# INFORMATION SUPPLIED
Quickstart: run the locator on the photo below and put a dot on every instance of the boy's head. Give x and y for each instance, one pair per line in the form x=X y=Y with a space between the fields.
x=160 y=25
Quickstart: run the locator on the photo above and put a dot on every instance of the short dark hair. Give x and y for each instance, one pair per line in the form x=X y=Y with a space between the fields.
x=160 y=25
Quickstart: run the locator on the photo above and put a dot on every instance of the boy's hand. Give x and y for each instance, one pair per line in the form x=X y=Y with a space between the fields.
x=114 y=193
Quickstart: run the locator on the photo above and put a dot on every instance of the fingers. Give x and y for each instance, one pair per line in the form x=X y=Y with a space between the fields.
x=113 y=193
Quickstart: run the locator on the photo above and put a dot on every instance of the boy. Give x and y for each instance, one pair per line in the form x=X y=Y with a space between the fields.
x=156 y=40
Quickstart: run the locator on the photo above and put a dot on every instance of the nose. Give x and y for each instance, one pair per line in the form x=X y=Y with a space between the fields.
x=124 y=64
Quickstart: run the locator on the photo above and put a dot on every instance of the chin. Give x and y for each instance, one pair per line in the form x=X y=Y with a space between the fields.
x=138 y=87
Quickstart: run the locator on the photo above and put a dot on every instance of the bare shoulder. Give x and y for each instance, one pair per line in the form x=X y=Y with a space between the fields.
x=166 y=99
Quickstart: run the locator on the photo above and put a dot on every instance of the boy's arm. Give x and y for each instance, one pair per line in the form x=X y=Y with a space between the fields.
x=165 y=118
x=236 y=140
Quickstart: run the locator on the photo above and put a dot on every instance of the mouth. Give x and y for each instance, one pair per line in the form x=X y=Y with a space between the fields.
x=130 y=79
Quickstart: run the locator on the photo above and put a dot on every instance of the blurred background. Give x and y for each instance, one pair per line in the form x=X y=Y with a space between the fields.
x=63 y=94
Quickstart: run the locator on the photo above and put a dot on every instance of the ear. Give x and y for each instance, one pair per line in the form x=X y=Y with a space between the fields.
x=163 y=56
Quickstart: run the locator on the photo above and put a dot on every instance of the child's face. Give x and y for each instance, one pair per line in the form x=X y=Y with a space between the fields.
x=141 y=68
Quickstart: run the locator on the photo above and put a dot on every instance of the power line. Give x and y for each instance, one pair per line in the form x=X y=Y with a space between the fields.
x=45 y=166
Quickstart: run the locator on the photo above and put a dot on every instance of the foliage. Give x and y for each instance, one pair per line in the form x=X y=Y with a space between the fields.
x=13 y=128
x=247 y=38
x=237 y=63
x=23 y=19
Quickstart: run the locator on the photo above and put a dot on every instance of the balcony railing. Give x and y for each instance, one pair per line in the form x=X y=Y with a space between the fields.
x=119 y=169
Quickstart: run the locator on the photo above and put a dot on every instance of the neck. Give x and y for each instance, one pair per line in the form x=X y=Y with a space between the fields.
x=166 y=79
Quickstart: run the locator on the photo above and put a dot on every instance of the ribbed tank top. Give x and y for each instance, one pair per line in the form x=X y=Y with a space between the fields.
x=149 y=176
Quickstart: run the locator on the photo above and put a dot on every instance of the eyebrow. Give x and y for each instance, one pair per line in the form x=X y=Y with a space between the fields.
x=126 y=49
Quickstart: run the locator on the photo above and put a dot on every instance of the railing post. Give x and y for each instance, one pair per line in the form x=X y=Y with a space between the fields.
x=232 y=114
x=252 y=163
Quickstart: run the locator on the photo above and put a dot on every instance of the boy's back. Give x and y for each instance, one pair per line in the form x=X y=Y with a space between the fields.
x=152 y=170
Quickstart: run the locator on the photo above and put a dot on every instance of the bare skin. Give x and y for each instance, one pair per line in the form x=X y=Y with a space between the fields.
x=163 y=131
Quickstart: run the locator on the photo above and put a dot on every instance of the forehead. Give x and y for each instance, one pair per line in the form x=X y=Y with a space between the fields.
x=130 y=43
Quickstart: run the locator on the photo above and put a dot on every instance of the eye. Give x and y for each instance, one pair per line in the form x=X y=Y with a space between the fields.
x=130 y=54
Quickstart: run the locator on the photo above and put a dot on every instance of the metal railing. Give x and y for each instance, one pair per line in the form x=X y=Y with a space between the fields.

# TASK BRIEF
Turn the records above into a JSON list of strings with one string per line, leaving out any blank lines.

# TASK RESULT
[
  "Quickstart: run the locator on the photo below and put a dot on every instance of the boy's head. Give x and y for each instance, one pair per line in the form x=X y=Y with a space between the fields.",
  "x=160 y=25",
  "Quickstart: run the locator on the photo above and put a dot on every instance of the short dark hair. Give x and y for each instance, one pair per line in the form x=X y=Y with a space between the fields.",
  "x=160 y=25",
  "Quickstart: run the locator on the photo above and put a dot on every instance of the boy's hand. Give x and y for each instance, one pair per line in the form x=X y=Y with a space between the fields.",
  "x=114 y=193",
  "Quickstart: run the locator on the photo above and put a dot on every instance of the fingers. Give x and y for each instance, one pair per line in the form x=X y=Y with a space between the fields.",
  "x=113 y=193",
  "Quickstart: run the locator on the photo above and put a dot on every instance of the boy. Give x and y for each instance, one pair per line in the form x=X y=Y with a space between the fields.",
  "x=156 y=40",
  "Quickstart: run the locator on the photo above and put a dot on every instance of the nose. Give x and y for each instance, one pair per line in the form x=X y=Y with a space between the fields.",
  "x=124 y=64",
  "Quickstart: run the locator on the photo above and put a dot on every instance of the chin. Give x and y for each instance, one pair per line in the form x=X y=Y with a space between the fields.",
  "x=138 y=87",
  "Quickstart: run the locator on the photo above and put a dot on every instance of the bare shoulder. Give x and y for each instance, one pair per line in the form x=X y=Y with a space between the fields.",
  "x=166 y=99",
  "Quickstart: run the locator on the photo above and put a dot on every instance of the boy's arm. Give x and y for each instance, one pair per line in the form x=X y=Y with a space between the fields.",
  "x=165 y=118",
  "x=236 y=140",
  "Quickstart: run the locator on the photo above and put a dot on every instance of the mouth. Give x and y for each instance, one pair per line in the form x=X y=Y with a space between the fields.",
  "x=130 y=79",
  "Quickstart: run the locator on the photo above and put a dot on every instance of the blurred background. Give x and y for each instance, one pair per line in the form x=X y=Y with a space between the fields.",
  "x=63 y=94",
  "Quickstart: run the locator on the photo above and put a dot on every instance of the ear. Give x and y for each instance, one pair per line in the form x=X y=Y with a space between the fields.",
  "x=163 y=56",
  "Quickstart: run the locator on the photo above and put a dot on every instance of the child's face. Give x and y for each instance, one pair per line in the form x=X y=Y with a space between the fields.",
  "x=141 y=68",
  "Quickstart: run the locator on the photo above and put a dot on every instance of the power line. Give x and y for each instance, one pair per line in the form x=X y=Y with a space between the fields.",
  "x=45 y=166",
  "Quickstart: run the locator on the photo above and put a dot on every instance of the foliage. Give x and y for each instance, one pair per line in the form x=X y=Y with a space between the fields.",
  "x=13 y=128",
  "x=247 y=38",
  "x=237 y=63",
  "x=23 y=19",
  "Quickstart: run the locator on the photo above and put a dot on every instance of the balcony railing. Give x and y for each instance, one pair per line in the form x=X y=Y with a space between the fields.",
  "x=119 y=169",
  "Quickstart: run the locator on the photo above and put a dot on every instance of the neck. Give x and y for each instance, one pair per line in the form x=X y=Y with a space between the fields.",
  "x=166 y=79",
  "Quickstart: run the locator on the photo above and put a dot on every instance of the ribbed tank top. Give x and y for each instance, one pair per line in the form x=X y=Y with a space between the fields.",
  "x=149 y=176",
  "Quickstart: run the locator on the photo above and put a dot on every instance of the eyebrow. Give x and y for each instance, one pair per line in the form x=X y=Y with a space between the fields.",
  "x=126 y=49",
  "Quickstart: run the locator on the photo above and put a dot on every instance of the railing post. Give x and y for each instance, one pair per line in the form x=X y=Y with a space between the fields.",
  "x=232 y=114",
  "x=252 y=163",
  "Quickstart: run the locator on the photo above and put a dot on every instance of the boy's back. Give x and y for each instance, one pair per line in the form x=X y=Y with a space between the fields.",
  "x=152 y=170",
  "Quickstart: run the locator on the photo above and put a dot on every instance of the bare skin. Give x and y for each instance, one pair per line in the form x=X y=Y with a space between the fields.",
  "x=163 y=131",
  "Quickstart: run the locator on the photo above and put a dot on every instance of the forehead. Give x and y for each instance, one pair per line in the form x=X y=Y with a space between the fields.",
  "x=130 y=43",
  "Quickstart: run the locator on the photo above and put a dot on every instance of the eye. Give x and y for each instance, one pair per line in the form x=X y=Y with a space between the fields.",
  "x=130 y=54",
  "Quickstart: run the locator on the photo above and put a dot on every instance of the metal railing. Give x and y for each instance, one pair per line in the form x=X y=Y with a space between the fields."
]